▸ CONSIGNE 1
Relevez tous les intertitres écrits entièrement en majuscules dans le texte présenté ci-dessous.

▸ TEXTE PRÉSENTÉ
--- --- ---

L’Intelligence stratégique en question
METTRE L’INTELLIGENCE AU SERVICE DE LA STRATÉGIE
L’expression « intelligence stratégique » est souvent utilisée sans être définie. Ceci peut être source de confusions, voire de quiproquos, car cette locution nominale peut être interprétée de différentes manières, selon la culture de celui qui l’emploie ou selon la culture de celui qui tente d’en saisir le sens.
IL FAUT INTERROGER LE SENS, POUR ALLER AU-DELÀ DE L’INTUITION ET SAISIR LE CONCEPT[1]
En effet, de nombreux prescripteurs, notamment formés à l’école de la sociologie des organisations et de la science politique, ont retenu les termes « d’analyse stratégique[2] » ou de « carte stratégique[3] » et les assimilent parfois à de l’« intelligence stratégique ». Mais ce ne sont là que des outils qui permettent d’analyser, puis de structurer une organisation et ses processus fonctionnels, afin que les directives du management mènent au succès de la stratégie. Il ne s’agit pas d’intelligence stratégique à proprement parler.
Sans nier l’intérêt de ces outils, adaptés à l’analyse organisationnelle, il convient de les différencier de ce qui peut être qualifié d’intelligence stratégique. Celle-ci recueille des informations qui permettent l’analyse de l’environnement : forces dynamiques en présence, terrain et modalités d’action des acteurs. L’intelligence stratégique est l’outil qui permet l’établissement des hypothèses prospectives, à partir desquelles le décideur peut concevoir sa stratégie afin d’acquérir le but qu’il s’est fixé.
C’est ce que nous allons essayer de développer et de préciser.
POURQUOI PARLER D’INTELLIGENCE ?
On se contente souvent de dire qu’il faut ici comprendre « intelligence » au sens anglo-saxon de « renseignement ». Ce qui n’est pas faux. Mais il faut aller plus loin. Il faut spécifier et montrer à quelles fonctionnalités fait appel cette intelligence, ce qui nous éclairera sur les moyens à mettre en œuvre et les avantages que l’on peut en tirer.
En quoi le renseignement est-il synonyme d’intelligence ?
Il est important ici de remonter à l’étymologie du mot pour en saisir la polysémie. Intelligence[4] est dérivé[5] du latin intellĕgĕre (« discerner, saisir, comprendre »).

--- --- ---

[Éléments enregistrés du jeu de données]
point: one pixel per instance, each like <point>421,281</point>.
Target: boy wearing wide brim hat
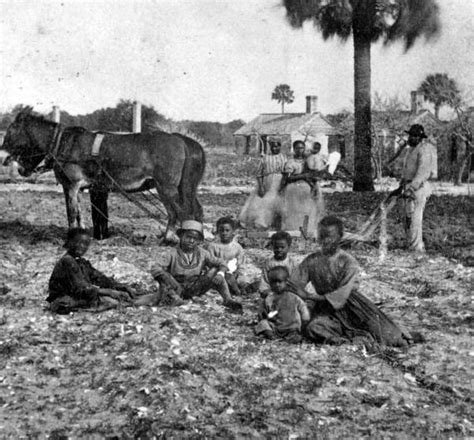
<point>188,270</point>
<point>419,166</point>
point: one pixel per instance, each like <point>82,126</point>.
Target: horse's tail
<point>193,172</point>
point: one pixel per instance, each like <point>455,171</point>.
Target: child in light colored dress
<point>229,250</point>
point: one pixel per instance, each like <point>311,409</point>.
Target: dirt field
<point>197,372</point>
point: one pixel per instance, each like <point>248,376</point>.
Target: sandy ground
<point>197,372</point>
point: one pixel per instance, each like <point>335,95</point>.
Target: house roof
<point>287,123</point>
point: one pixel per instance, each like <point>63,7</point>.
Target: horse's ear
<point>25,111</point>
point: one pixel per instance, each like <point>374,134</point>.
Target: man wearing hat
<point>188,270</point>
<point>418,168</point>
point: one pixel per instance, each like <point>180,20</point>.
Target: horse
<point>101,161</point>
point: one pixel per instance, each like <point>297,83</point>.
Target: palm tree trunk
<point>362,114</point>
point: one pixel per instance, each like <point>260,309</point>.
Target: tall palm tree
<point>284,95</point>
<point>367,21</point>
<point>440,89</point>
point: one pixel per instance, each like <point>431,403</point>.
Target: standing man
<point>418,168</point>
<point>316,161</point>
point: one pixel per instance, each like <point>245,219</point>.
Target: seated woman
<point>297,199</point>
<point>259,209</point>
<point>75,284</point>
<point>340,312</point>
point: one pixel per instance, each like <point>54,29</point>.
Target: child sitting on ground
<point>75,284</point>
<point>340,312</point>
<point>282,314</point>
<point>228,249</point>
<point>281,243</point>
<point>189,270</point>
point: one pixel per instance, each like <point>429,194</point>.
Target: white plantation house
<point>310,126</point>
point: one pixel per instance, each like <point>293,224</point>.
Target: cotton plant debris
<point>195,371</point>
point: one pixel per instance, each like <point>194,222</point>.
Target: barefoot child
<point>189,270</point>
<point>340,311</point>
<point>282,313</point>
<point>281,243</point>
<point>228,249</point>
<point>75,284</point>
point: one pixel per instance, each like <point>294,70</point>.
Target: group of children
<point>333,311</point>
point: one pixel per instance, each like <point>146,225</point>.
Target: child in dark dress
<point>75,284</point>
<point>189,270</point>
<point>282,313</point>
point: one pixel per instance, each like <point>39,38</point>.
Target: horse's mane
<point>38,118</point>
<point>75,129</point>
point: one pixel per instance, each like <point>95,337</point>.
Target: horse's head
<point>25,142</point>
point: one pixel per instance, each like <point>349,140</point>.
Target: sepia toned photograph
<point>236,219</point>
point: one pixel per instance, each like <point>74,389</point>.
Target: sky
<point>215,60</point>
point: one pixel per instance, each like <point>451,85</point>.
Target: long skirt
<point>359,317</point>
<point>259,211</point>
<point>297,202</point>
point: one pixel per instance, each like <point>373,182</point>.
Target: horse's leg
<point>197,209</point>
<point>70,214</point>
<point>169,195</point>
<point>71,194</point>
<point>100,214</point>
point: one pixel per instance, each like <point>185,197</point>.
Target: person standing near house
<point>316,161</point>
<point>270,168</point>
<point>260,208</point>
<point>298,199</point>
<point>418,168</point>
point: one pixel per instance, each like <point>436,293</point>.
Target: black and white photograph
<point>236,219</point>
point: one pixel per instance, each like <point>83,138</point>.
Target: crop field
<point>195,371</point>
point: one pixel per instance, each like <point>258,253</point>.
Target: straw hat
<point>191,225</point>
<point>417,130</point>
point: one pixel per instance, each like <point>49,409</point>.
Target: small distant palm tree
<point>284,95</point>
<point>367,21</point>
<point>440,89</point>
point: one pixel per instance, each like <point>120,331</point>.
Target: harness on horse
<point>55,154</point>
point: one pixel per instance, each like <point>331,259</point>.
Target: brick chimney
<point>311,104</point>
<point>417,101</point>
<point>137,117</point>
<point>56,114</point>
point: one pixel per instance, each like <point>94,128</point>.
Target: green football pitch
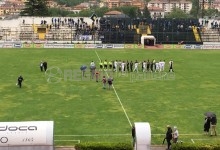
<point>83,111</point>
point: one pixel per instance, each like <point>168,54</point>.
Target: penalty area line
<point>117,95</point>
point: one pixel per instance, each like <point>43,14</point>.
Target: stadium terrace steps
<point>210,35</point>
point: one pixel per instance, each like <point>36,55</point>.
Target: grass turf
<point>83,111</point>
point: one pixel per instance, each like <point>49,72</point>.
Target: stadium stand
<point>109,30</point>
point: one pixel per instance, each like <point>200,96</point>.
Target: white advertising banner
<point>26,133</point>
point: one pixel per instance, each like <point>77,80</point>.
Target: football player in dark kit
<point>20,80</point>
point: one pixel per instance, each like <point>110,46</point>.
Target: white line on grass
<point>91,135</point>
<point>78,141</point>
<point>116,95</point>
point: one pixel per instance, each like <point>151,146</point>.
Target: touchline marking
<point>193,140</point>
<point>91,135</point>
<point>116,94</point>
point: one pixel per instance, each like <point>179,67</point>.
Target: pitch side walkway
<point>153,147</point>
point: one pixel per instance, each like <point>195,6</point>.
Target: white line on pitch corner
<point>116,95</point>
<point>93,135</point>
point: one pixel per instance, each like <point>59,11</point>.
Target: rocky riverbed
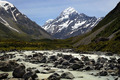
<point>58,65</point>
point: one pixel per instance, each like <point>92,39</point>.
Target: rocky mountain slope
<point>70,23</point>
<point>15,25</point>
<point>105,36</point>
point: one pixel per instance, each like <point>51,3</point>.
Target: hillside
<point>105,36</point>
<point>70,23</point>
<point>15,25</point>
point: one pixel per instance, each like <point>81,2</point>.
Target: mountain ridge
<point>19,23</point>
<point>70,23</point>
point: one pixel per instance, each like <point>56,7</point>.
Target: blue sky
<point>42,10</point>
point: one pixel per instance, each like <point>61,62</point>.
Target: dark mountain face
<point>70,23</point>
<point>105,36</point>
<point>19,25</point>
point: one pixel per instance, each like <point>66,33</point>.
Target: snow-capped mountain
<point>17,24</point>
<point>70,23</point>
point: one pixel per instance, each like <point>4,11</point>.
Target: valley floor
<point>59,65</point>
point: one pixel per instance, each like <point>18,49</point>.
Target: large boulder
<point>67,75</point>
<point>74,60</point>
<point>67,57</point>
<point>8,65</point>
<point>3,76</point>
<point>75,66</point>
<point>53,58</point>
<point>85,58</point>
<point>19,71</point>
<point>54,76</point>
<point>103,73</point>
<point>29,75</point>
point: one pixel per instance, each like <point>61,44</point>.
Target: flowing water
<point>79,75</point>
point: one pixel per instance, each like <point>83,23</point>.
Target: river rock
<point>67,57</point>
<point>103,73</point>
<point>75,66</point>
<point>8,65</point>
<point>67,75</point>
<point>3,76</point>
<point>29,75</point>
<point>54,76</point>
<point>19,71</point>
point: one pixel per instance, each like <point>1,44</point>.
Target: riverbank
<point>51,64</point>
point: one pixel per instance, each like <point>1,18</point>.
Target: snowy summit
<point>70,23</point>
<point>5,4</point>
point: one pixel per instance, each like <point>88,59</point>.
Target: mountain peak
<point>68,11</point>
<point>5,4</point>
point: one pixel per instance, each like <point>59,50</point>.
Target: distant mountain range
<point>15,25</point>
<point>70,23</point>
<point>105,36</point>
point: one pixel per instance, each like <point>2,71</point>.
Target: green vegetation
<point>108,46</point>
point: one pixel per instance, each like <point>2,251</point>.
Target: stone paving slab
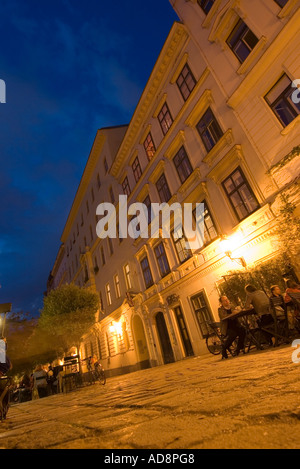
<point>248,402</point>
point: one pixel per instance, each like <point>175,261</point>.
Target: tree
<point>287,233</point>
<point>68,313</point>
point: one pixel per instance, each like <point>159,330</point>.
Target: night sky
<point>70,68</point>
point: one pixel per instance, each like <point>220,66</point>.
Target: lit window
<point>117,286</point>
<point>181,243</point>
<point>128,276</point>
<point>165,119</point>
<point>108,294</point>
<point>281,3</point>
<point>242,41</point>
<point>240,195</point>
<point>136,168</point>
<point>126,187</point>
<point>182,165</point>
<point>149,147</point>
<point>146,272</point>
<point>206,5</point>
<point>163,189</point>
<point>186,82</point>
<point>162,260</point>
<point>280,101</point>
<point>210,230</point>
<point>209,130</point>
<point>202,313</point>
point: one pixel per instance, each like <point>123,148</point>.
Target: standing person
<point>259,300</point>
<point>293,310</point>
<point>50,380</point>
<point>279,308</point>
<point>40,381</point>
<point>230,328</point>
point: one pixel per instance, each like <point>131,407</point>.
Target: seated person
<point>293,308</point>
<point>259,300</point>
<point>230,328</point>
<point>276,293</point>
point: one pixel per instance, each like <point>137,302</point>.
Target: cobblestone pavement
<point>248,402</point>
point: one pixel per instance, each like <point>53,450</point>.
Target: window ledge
<point>225,141</point>
<point>188,184</point>
<point>206,23</point>
<point>252,56</point>
<point>291,126</point>
<point>286,10</point>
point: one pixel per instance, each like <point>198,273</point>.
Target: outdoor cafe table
<point>244,314</point>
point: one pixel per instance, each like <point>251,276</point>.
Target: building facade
<point>218,123</point>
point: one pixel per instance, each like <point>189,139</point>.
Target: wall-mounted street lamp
<point>4,309</point>
<point>227,246</point>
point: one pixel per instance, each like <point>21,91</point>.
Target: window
<point>165,119</point>
<point>126,187</point>
<point>182,165</point>
<point>206,5</point>
<point>102,255</point>
<point>209,130</point>
<point>210,230</point>
<point>281,3</point>
<point>112,196</point>
<point>149,147</point>
<point>110,245</point>
<point>186,82</point>
<point>101,301</point>
<point>240,194</point>
<point>162,260</point>
<point>163,189</point>
<point>242,41</point>
<point>180,245</point>
<point>136,168</point>
<point>280,101</point>
<point>147,272</point>
<point>96,267</point>
<point>108,294</point>
<point>128,276</point>
<point>117,286</point>
<point>202,313</point>
<point>147,202</point>
<point>105,165</point>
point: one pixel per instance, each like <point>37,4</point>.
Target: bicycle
<point>215,340</point>
<point>5,384</point>
<point>99,374</point>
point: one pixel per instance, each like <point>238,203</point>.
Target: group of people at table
<point>259,302</point>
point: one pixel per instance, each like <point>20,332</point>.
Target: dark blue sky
<point>70,67</point>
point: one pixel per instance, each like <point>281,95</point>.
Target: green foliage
<point>288,230</point>
<point>68,313</point>
<point>263,277</point>
<point>285,160</point>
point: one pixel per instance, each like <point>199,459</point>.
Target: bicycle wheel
<point>102,377</point>
<point>214,344</point>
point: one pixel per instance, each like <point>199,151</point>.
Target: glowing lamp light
<point>116,328</point>
<point>228,245</point>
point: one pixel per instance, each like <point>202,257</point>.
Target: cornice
<point>284,38</point>
<point>174,43</point>
<point>84,183</point>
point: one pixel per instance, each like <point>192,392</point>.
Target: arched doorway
<point>140,342</point>
<point>164,339</point>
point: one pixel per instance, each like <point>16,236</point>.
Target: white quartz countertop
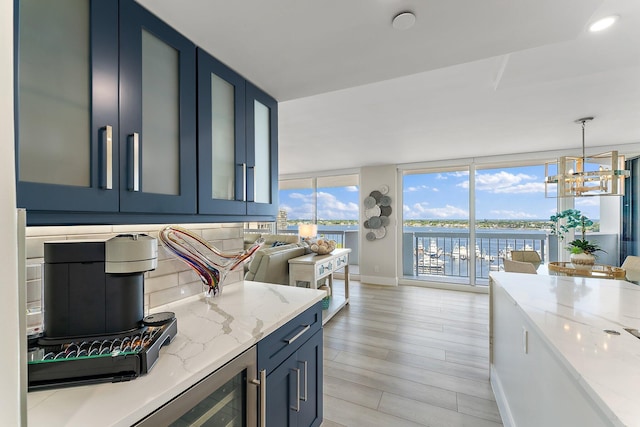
<point>210,333</point>
<point>571,315</point>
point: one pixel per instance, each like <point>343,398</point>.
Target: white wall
<point>11,402</point>
<point>378,259</point>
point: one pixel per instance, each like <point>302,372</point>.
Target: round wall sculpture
<point>377,209</point>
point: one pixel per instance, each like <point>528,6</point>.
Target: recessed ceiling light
<point>404,21</point>
<point>604,23</point>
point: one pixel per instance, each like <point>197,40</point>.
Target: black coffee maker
<point>96,288</point>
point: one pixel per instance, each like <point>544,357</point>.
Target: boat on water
<point>434,251</point>
<point>459,252</point>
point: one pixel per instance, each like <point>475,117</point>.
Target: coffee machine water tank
<point>96,288</point>
<point>131,253</point>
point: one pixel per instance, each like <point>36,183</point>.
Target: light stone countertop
<point>209,335</point>
<point>571,315</point>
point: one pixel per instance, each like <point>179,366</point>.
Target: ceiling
<point>471,78</point>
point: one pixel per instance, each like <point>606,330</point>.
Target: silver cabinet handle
<point>106,177</point>
<point>298,335</point>
<point>262,387</point>
<point>134,162</point>
<point>244,182</point>
<point>297,405</point>
<point>304,388</point>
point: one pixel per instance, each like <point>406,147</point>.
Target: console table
<point>312,267</point>
<point>599,271</point>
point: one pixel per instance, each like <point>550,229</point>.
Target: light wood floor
<point>408,356</point>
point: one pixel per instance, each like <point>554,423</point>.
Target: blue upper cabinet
<point>157,115</point>
<point>261,115</point>
<point>120,119</point>
<point>66,105</point>
<point>221,138</point>
<point>237,143</point>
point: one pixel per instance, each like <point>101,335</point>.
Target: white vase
<point>583,261</point>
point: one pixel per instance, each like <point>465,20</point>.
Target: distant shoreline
<point>453,223</point>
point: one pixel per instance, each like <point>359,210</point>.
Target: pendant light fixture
<point>599,175</point>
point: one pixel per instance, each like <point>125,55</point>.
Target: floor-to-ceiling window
<point>511,213</point>
<point>329,201</point>
<point>435,211</point>
<point>459,224</point>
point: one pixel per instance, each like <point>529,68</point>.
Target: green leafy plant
<point>579,246</point>
<point>573,218</point>
<point>569,219</point>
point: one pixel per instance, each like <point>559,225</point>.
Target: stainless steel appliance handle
<point>297,405</point>
<point>298,335</point>
<point>304,398</point>
<point>134,159</point>
<point>262,387</point>
<point>107,157</point>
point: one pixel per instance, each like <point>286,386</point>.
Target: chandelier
<point>598,175</point>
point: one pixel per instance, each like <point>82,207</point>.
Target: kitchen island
<point>561,352</point>
<point>210,333</point>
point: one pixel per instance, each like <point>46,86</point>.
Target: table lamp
<point>307,231</point>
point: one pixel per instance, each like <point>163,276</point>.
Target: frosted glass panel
<point>222,139</point>
<point>160,117</point>
<point>263,159</point>
<point>54,92</point>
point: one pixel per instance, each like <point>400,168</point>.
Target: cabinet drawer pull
<point>106,175</point>
<point>262,387</point>
<point>304,388</point>
<point>298,335</point>
<point>133,180</point>
<point>296,407</point>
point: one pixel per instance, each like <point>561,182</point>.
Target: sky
<point>504,193</point>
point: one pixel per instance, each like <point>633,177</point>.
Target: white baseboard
<point>377,280</point>
<point>501,399</point>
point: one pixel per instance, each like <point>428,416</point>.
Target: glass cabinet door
<point>67,105</point>
<point>262,152</point>
<point>221,138</point>
<point>157,115</point>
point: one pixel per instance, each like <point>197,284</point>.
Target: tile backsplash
<point>171,281</point>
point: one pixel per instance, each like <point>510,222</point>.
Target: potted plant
<point>582,251</point>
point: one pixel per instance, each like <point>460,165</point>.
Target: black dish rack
<point>91,360</point>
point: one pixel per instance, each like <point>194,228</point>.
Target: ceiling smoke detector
<point>403,21</point>
<point>603,24</point>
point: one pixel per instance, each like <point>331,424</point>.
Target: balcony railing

--- --- ---

▸ CONSIGNE 2
Dans les lignes de données, reprenez le passage allant de la ligne contenant « point: one pixel per instance, each like <point>43,14</point>. » jusqu’à celle contenant « <point>116,94</point> », bornes comprises. Remplacez-y « white » par « yellow » sans rien modifier d’autre.

▸ RÉPONSE COMPLÈTE 1
METTRE L’INTELLIGENCE AU SERVICE DE LA STRATÉGIE
IL FAUT INTERROGER LE SENS, POUR ALLER AU-DELÀ DE L’INTUITION ET SAISIR LE CONCEPT
POURQUOI PARLER D’INTELLIGENCE ?

▸ RÉPONSE COMPLÈTE 2
point: one pixel per instance, each like <point>43,14</point>.
Target: stadium terrace steps
<point>210,35</point>
point: one pixel per instance, each like <point>36,55</point>.
Target: grass turf
<point>83,111</point>
point: one pixel per instance, each like <point>49,72</point>.
Target: stadium stand
<point>109,30</point>
point: one pixel per instance, each like <point>200,96</point>.
Target: yellow advertising banner
<point>26,133</point>
point: one pixel per instance, each like <point>77,80</point>.
Target: football player in dark kit
<point>20,80</point>
point: one pixel per instance, each like <point>110,46</point>.
Target: yellow line on grass
<point>91,135</point>
<point>78,141</point>
<point>116,95</point>
point: one pixel per instance, each like <point>151,146</point>.
Target: touchline marking
<point>193,140</point>
<point>91,135</point>
<point>116,94</point>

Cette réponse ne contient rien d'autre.